EXTRACT:
The prompt to add a drum of the urea-based liquid to the turbo-diesel’s auxiliary tank was a sure sign that the end was nigh; the Q7’s 15000km service mark was fast-approaching and, with that, retirement from the Bulmer household.
The kids took the news hard, grumpily collecting the crayons, dolls heads and other detritus of a half-year’s ownership, and grumbling about whether they’d ever again find a Wi-Fi-enabled car with internet connectivity that can stream their favourite shows to rear seat smart tablets.
“Probably not, but harden up you little beggars and scrub that carpet!” I thought to myself while cooing gently in their ears that it would all be okay and daddy would make it better by buying them a new iPad.
Mrs. Bulmer was also bereft. Despite having complained from time to time about the Audi’s bulk while threading the needle of abandoned shopping trollies and wild-eyed grannies in dinged Nissan Tiidas, she knows a good thing when she drives one.
And the Q7 is certainly a very good thing, indeed.
In fact, I’d go so far as to say it’s as close as we’ve come to finding automotive utopia in modern family guise.
The latter is a world where 0-100km/h splits and ‘tendency to understeer at the limit’ take a distant back-seat to mundane considerations like cargo space, seating flexibility and ride comfort.
Space, for instance, is a big deal for families such as ours and any lack thereof can be a real deal-breaker.

RECORDS SHOWN:
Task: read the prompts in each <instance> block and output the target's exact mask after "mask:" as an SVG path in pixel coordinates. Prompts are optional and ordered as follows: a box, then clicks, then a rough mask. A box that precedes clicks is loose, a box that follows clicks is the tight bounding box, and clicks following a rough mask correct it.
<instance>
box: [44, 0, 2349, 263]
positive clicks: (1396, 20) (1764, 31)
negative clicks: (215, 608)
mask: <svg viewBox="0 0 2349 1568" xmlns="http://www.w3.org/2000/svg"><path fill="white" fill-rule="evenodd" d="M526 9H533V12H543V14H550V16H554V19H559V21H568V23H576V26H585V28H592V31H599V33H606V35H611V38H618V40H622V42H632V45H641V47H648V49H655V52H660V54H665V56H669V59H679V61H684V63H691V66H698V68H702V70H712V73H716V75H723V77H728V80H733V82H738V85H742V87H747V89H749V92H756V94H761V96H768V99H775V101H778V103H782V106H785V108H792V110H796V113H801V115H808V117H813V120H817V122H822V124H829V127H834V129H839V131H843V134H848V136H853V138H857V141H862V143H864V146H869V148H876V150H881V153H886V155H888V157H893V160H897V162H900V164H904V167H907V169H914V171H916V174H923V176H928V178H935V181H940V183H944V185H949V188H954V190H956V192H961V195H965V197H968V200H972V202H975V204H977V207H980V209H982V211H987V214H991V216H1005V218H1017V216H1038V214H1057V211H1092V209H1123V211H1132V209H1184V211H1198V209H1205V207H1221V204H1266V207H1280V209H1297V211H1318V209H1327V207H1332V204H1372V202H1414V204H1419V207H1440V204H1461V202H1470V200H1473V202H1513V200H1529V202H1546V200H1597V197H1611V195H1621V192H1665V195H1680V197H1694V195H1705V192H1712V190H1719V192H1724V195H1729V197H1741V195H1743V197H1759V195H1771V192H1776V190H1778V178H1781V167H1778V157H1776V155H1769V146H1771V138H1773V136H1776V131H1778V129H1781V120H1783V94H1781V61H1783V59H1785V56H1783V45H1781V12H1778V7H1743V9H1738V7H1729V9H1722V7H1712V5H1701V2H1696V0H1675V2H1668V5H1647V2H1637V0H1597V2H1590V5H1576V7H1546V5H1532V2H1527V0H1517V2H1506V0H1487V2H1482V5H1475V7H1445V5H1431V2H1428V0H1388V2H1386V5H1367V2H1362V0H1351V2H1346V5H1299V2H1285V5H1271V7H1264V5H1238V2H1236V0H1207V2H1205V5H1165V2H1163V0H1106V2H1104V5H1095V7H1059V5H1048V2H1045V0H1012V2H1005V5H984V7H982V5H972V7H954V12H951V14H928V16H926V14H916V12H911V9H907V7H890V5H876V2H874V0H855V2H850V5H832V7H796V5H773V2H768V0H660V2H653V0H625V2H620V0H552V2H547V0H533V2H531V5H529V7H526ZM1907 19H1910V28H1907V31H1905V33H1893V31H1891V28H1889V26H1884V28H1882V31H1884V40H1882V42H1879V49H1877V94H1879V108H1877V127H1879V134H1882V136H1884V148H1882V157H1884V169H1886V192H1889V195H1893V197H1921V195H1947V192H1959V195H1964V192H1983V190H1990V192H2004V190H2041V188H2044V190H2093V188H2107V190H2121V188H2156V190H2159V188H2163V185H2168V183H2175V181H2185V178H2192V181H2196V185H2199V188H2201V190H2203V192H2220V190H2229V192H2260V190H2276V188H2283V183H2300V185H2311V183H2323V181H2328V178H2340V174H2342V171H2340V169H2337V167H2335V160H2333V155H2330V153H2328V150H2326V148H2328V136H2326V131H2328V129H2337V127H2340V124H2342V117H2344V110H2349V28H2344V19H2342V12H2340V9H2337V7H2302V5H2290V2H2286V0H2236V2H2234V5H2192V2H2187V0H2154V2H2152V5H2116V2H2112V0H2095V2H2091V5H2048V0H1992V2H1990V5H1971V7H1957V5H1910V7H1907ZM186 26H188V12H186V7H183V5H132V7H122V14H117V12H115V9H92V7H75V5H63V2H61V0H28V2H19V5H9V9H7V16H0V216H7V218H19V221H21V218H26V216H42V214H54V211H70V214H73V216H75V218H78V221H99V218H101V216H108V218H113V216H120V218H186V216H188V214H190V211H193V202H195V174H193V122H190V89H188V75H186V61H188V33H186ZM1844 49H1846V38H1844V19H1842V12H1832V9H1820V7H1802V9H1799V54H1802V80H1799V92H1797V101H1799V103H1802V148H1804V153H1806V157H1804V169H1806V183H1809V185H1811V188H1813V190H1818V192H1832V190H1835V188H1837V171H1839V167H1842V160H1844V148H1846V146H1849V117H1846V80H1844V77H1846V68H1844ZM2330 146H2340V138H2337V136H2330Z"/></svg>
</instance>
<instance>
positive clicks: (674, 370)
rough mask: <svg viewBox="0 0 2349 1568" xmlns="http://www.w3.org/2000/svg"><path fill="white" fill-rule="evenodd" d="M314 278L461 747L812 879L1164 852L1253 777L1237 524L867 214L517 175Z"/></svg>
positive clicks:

EXERCISE TASKS:
1 > Answer these questions from the Audi Q7 piece, one answer per line:
(a) Which service mark was the Q7 fast approaching?
(b) What did the narrator say daddy would buy the kids to make it better?
(c) What cars were the wild-eyed grannies in?
2 > Set down everything in the Audi Q7 piece from "The kids took" down to "seat smart tablets.", word for word.
3 > According to the Audi Q7 piece, why was the prompt to add urea-based liquid to the auxiliary tank a sure sign that the end was nigh?

SOLUTIONS PER TASK:
1 >
(a) The 15000km service mark.
(b) A new iPad.
(c) Dinged Nissan Tiidas.

2 >
The kids took the news hard, grumpily collecting the crayons, dolls heads and other detritus of a half-year’s ownership, and grumbling about whether they’d ever again find a Wi-Fi-enabled car with internet connectivity that can stream their favourite shows to rear seat smart tablets.

3 > The prompt came as the Q7's 15000km service mark was fast approaching. Reaching that mark also meant the car's retirement from the Bulmer household.